- PROMPT -
Repeat word for word the lines below, starting with the line that contains "Target = gravel ground" and running through the final line, both ends included.

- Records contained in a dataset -
--- begin ---
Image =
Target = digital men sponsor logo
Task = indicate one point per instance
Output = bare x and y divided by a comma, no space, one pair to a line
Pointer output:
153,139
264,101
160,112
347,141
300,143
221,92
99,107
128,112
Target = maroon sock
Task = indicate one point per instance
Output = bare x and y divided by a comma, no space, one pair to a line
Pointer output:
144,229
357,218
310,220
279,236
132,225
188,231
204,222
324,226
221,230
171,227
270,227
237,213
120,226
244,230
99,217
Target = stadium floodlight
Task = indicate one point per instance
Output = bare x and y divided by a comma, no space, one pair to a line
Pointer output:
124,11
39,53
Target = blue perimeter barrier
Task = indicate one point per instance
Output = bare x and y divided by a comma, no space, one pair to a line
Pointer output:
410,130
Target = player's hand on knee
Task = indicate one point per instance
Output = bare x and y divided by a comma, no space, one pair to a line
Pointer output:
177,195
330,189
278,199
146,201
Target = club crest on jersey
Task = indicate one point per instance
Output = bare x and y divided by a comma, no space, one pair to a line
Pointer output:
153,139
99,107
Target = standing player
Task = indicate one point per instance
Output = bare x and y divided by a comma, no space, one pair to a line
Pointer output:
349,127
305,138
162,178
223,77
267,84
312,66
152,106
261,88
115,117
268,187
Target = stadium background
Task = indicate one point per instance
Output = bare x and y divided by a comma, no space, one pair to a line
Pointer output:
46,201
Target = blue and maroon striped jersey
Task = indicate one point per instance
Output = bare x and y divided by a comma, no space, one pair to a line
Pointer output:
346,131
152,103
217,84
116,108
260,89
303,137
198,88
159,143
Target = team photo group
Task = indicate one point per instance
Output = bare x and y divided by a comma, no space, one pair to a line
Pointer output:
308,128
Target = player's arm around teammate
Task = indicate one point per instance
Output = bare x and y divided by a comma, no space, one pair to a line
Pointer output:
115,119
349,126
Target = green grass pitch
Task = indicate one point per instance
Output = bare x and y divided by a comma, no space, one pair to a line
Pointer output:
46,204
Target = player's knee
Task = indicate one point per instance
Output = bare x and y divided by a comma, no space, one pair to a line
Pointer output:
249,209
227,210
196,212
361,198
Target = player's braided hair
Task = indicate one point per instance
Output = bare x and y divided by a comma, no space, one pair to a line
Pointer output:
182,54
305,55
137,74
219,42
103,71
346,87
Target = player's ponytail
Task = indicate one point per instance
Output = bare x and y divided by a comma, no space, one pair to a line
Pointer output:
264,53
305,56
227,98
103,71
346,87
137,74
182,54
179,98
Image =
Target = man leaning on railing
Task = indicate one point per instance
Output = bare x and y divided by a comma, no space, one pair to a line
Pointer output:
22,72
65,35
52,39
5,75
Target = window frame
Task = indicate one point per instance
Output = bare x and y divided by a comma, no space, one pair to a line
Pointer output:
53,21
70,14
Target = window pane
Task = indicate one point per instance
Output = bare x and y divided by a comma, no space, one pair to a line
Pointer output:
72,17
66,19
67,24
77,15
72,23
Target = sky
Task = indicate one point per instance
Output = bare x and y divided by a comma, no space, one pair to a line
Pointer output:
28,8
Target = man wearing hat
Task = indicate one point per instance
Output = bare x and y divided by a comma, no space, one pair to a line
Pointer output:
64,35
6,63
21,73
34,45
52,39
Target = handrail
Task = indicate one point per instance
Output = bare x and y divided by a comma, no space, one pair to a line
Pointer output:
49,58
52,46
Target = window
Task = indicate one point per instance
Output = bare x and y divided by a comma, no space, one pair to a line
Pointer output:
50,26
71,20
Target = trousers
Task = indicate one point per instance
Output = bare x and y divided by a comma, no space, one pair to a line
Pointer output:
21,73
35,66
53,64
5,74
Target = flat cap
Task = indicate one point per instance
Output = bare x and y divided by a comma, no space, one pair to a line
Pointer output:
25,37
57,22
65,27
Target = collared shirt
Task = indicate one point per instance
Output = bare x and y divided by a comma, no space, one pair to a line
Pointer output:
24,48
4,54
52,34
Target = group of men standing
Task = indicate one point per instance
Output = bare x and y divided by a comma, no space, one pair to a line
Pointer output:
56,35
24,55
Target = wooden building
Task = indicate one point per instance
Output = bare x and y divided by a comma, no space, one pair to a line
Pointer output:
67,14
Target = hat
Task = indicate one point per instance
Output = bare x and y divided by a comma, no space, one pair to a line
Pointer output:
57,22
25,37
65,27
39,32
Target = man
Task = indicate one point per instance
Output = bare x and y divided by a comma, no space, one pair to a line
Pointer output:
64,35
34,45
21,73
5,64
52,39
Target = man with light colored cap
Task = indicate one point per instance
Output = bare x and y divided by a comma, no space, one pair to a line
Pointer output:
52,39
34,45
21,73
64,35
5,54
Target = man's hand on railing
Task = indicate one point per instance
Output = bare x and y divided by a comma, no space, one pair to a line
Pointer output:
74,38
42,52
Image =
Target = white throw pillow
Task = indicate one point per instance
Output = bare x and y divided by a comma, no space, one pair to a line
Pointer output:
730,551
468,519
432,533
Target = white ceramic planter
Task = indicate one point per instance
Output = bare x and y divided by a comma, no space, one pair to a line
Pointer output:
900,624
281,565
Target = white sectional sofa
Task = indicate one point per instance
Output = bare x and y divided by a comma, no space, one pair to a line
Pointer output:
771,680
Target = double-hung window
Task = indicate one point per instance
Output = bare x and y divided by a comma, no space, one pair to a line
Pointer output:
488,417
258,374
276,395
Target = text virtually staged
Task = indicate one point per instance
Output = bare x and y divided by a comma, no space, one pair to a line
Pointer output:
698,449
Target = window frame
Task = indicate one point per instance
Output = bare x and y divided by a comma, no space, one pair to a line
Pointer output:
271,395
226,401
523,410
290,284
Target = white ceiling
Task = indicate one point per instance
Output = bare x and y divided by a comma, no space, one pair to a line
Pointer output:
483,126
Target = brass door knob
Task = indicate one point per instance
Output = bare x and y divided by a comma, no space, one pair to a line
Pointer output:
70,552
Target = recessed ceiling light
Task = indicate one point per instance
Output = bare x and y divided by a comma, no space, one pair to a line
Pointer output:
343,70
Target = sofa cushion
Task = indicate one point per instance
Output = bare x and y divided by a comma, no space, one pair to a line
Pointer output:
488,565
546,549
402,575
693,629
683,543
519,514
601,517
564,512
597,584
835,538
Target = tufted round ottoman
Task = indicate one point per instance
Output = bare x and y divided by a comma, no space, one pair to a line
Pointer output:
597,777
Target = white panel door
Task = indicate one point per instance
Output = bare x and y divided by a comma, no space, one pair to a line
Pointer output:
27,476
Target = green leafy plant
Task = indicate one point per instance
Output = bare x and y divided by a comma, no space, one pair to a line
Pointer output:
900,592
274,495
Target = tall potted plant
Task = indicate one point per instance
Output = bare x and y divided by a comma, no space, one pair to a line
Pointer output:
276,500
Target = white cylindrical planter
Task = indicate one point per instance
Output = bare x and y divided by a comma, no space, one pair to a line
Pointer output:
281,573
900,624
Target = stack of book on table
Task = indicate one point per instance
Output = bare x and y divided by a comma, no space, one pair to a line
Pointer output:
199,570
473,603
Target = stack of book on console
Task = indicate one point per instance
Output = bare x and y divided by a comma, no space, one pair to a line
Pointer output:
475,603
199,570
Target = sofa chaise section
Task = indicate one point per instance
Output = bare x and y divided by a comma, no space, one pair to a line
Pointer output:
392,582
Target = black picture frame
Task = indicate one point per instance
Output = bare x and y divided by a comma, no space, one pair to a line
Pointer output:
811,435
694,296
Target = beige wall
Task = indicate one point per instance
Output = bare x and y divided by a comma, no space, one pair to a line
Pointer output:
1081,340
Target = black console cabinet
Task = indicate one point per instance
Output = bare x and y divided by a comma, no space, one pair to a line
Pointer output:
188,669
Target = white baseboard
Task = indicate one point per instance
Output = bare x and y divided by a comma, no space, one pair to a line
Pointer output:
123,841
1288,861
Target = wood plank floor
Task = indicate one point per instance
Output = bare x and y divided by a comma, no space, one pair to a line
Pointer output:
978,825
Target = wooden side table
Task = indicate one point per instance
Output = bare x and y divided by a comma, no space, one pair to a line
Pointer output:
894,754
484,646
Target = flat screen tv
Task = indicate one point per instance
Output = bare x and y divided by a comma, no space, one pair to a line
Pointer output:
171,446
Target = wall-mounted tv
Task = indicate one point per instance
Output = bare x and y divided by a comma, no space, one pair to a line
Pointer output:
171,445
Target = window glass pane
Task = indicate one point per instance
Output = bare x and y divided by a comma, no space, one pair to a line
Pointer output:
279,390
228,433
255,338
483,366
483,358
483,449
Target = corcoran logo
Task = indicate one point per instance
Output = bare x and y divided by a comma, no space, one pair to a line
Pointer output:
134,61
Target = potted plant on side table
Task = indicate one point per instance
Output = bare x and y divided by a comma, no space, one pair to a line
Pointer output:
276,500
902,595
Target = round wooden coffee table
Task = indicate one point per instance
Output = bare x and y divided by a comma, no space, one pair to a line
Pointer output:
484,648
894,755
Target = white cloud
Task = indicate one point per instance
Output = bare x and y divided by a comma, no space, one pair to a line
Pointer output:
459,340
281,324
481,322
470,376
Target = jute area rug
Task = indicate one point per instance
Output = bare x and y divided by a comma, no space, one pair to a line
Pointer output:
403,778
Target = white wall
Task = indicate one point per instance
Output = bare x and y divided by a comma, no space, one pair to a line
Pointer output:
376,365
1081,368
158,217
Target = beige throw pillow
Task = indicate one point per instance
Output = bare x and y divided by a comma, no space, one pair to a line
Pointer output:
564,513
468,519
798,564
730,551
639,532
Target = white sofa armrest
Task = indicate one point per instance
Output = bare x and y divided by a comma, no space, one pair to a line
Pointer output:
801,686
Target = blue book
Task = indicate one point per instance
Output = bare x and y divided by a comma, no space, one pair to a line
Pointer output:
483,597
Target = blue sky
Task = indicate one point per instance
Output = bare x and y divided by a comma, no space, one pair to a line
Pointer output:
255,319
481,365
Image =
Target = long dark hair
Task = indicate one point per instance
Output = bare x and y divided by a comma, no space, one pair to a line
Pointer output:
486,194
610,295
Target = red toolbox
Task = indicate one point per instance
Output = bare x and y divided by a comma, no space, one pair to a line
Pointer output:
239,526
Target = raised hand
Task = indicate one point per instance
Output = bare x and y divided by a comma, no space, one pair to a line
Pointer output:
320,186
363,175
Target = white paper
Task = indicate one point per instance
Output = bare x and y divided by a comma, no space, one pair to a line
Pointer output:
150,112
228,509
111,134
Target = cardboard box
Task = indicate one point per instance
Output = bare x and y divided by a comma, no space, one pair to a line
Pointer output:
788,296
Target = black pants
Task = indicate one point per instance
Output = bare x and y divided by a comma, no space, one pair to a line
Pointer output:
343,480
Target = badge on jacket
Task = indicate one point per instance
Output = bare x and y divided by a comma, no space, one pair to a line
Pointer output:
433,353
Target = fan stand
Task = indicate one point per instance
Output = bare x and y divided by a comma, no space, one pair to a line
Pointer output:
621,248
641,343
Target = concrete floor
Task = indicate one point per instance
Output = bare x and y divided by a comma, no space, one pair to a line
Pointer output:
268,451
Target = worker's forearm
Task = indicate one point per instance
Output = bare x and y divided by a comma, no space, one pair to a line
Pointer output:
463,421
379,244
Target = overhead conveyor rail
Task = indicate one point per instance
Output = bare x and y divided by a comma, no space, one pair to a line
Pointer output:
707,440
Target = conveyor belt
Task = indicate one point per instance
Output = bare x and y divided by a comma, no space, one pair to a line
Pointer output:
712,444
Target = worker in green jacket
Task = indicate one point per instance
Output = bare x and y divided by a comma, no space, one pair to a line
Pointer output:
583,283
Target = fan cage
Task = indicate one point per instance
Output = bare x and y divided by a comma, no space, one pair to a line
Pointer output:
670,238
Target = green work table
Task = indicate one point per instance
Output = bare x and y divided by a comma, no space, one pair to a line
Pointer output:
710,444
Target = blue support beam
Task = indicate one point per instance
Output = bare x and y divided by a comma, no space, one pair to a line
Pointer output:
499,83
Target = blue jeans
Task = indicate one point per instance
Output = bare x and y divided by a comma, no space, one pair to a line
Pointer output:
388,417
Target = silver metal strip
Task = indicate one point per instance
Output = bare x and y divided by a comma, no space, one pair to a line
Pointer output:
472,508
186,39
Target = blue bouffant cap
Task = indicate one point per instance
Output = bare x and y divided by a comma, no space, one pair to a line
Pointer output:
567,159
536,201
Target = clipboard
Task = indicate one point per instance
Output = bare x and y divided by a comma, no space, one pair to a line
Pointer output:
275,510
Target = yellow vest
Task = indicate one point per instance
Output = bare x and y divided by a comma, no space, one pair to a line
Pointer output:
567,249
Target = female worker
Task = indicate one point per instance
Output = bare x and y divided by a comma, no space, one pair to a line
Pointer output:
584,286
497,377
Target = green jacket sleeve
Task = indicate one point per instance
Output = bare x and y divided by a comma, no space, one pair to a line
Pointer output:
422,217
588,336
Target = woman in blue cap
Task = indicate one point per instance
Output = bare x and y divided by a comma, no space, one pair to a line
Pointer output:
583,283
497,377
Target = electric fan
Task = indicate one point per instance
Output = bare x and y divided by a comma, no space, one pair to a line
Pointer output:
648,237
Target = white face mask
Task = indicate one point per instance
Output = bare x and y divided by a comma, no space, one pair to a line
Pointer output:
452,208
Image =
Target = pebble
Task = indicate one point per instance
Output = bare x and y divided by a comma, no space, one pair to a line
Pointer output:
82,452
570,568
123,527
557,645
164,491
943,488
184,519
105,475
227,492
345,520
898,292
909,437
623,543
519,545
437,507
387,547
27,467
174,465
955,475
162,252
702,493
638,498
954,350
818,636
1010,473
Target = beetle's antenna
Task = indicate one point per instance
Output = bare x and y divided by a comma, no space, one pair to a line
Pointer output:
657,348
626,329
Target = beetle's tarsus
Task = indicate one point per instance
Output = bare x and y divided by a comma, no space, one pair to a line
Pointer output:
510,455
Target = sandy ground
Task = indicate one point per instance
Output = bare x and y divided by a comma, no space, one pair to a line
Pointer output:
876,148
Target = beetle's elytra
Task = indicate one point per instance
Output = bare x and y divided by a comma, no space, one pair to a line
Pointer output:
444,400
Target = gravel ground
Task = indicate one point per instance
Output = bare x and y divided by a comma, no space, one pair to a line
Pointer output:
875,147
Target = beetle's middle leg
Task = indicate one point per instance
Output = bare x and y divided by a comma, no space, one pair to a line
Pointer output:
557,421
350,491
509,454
--- end ---
- RESULT OF THE TASK -
Target = gravel ground
Task = indicate one point per instance
Output = bare x and y divided by a comma, no space, one pair to a line
Pointer output:
875,147
Target = beetle's middle leg
Task = indicate one point per instance
Output = bare x and y divided by a comma, no space, one pair to a line
Pointer output:
557,421
350,491
509,454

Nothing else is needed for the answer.